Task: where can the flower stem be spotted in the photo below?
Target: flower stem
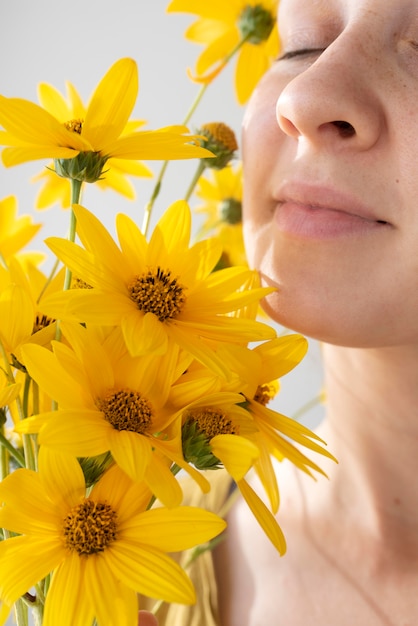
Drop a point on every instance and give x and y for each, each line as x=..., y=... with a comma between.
x=149, y=206
x=18, y=457
x=199, y=171
x=75, y=198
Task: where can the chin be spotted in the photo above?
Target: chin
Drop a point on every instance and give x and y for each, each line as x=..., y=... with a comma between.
x=325, y=323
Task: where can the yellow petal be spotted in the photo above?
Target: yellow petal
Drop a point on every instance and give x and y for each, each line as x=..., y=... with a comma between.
x=148, y=571
x=189, y=526
x=131, y=451
x=236, y=453
x=144, y=334
x=111, y=104
x=24, y=561
x=67, y=602
x=119, y=604
x=266, y=520
x=162, y=483
x=31, y=124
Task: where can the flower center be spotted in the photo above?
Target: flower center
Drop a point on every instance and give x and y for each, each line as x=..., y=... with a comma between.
x=41, y=321
x=255, y=24
x=265, y=393
x=90, y=527
x=200, y=425
x=79, y=283
x=75, y=126
x=212, y=421
x=231, y=211
x=126, y=410
x=158, y=293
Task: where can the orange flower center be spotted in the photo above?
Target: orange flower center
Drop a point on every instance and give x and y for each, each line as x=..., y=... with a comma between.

***

Starting with the line that contains "Task: where can the flower center", repeat each line through the last one exactly as it appears. Include both ends and nothing more.

**TASK RESPONSE:**
Task: where can the flower center be spotted in the photo above?
Target: flower center
Drop a point on every instance and give x and y for each, each line as x=..., y=... with a comma between.
x=41, y=321
x=255, y=24
x=265, y=393
x=90, y=527
x=200, y=425
x=79, y=283
x=75, y=126
x=212, y=421
x=231, y=211
x=126, y=410
x=158, y=293
Task: where can the orange flower center be spotted in the photo above?
Target: orange flower center
Drop a point on every instance and give x and y for each, each line as x=..., y=... with a comma between.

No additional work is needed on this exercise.